* _What to work on_
Write out each record below exactly as it appears, with no pictures.

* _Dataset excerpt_
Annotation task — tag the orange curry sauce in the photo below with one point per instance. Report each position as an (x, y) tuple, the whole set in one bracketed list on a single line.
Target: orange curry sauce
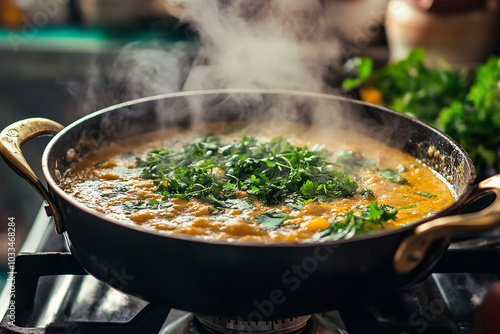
[(106, 179)]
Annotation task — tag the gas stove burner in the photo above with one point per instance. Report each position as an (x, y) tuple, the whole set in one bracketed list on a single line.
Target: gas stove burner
[(283, 326)]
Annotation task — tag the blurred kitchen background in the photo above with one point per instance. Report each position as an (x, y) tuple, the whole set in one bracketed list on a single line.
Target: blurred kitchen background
[(61, 59)]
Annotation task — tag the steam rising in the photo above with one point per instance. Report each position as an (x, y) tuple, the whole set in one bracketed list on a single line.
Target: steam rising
[(271, 44), (258, 44)]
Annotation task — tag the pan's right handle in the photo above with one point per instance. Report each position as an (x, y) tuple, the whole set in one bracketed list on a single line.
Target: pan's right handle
[(11, 140), (431, 239)]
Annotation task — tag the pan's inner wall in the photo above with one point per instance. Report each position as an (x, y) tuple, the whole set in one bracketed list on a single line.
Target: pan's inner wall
[(393, 129)]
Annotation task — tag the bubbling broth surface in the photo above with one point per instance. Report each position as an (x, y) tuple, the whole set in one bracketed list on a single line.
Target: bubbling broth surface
[(393, 189)]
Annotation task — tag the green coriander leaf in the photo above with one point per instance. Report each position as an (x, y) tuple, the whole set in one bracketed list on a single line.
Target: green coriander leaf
[(425, 194)]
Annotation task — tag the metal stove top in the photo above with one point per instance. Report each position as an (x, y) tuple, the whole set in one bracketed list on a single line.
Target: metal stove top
[(66, 300)]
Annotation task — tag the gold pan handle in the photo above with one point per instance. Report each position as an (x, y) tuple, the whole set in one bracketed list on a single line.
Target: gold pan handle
[(11, 140), (436, 234)]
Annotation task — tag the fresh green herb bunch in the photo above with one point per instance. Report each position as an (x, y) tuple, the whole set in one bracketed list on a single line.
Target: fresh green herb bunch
[(212, 169)]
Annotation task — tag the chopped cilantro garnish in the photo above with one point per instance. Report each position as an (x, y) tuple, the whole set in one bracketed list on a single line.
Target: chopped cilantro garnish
[(212, 170), (372, 217), (425, 194)]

* _Result of this task_
Annotation task — tag the orange curry sauce in the photo below with one point per instance. Report each position as an (x, y) tuple, the whole set in one bracketed list on a single line.
Target: orange curry sauce
[(106, 179)]
Annotation task — tag the gas stove burner in the photo above with one point per instance. Report each position as an (x, y) tuple, the whole set in one bracketed list on a single line.
Target: gas stove burner
[(283, 326)]
Annotation task — tag the blurred kitchen background in the photo above with one point per instance. Report each position as an (x, y) tuple, the whole set in one bracketed list on a single line.
Target: blurred kitchen background
[(61, 59)]
Annotation task — tag the steam rising in the photo above with one point per instance. Report each position as an (x, y) tuple, the whole set in one bracketed list on a single line.
Target: steam rising
[(271, 44), (258, 44)]
Annotation task — tag the pan's right handle in the photo above with one point per instance. Report each position as an (x, y) tuple, the whole set in one bracketed list on a single line.
Target: pan's right handle
[(11, 140), (431, 239)]
Annotation task — tag the pan's inner wall in the photo above with one point per instance. Report each position as an (x, y) tuple, the whole set in one bracketed list on a single line.
Target: pan's inner wall
[(393, 129)]
Annotation task — tag the bubbling broth surface in the photo above with one point per instance. Report each position as an (x, y) tuple, the whole set in one bracketed list on a single line.
Target: bubbling broth surface
[(393, 189)]
Annotation task — tag the green coriander leaf in the photo above with one point per instance. Report each position as an (x, y) tuple, the whole set in one bracketed list on a single line.
Target: green coriander leaf
[(425, 194)]
Annotation task — tag the metal stove top in the photo above with one point per instance. Report each position as an (x, y) tuple, the whole set in one bracketed list on a single line.
Target: metal stove top
[(66, 300)]
Annotation task — tag the gold pan handle in the photo above with one point per instance. Report each position as an (x, y) tuple, the whole set in one bracketed list on a single line.
Target: gold pan handle
[(11, 140), (436, 234)]
Annotation task — tag the fresh green herb bunch in the photo above with one point per instance. Report each position as an (x, y) tuple, the whole set in one bracketed list on a single line.
Target: fresh green herb bunch
[(212, 169)]
Annotation task — tag the chopped cilantro garnish in the photo above with one point per instance. Report each position as an (x, y) tuple, the whole set in one bracketed list on a single line.
Target: chopped cilantro garnish
[(212, 170), (372, 217), (425, 194)]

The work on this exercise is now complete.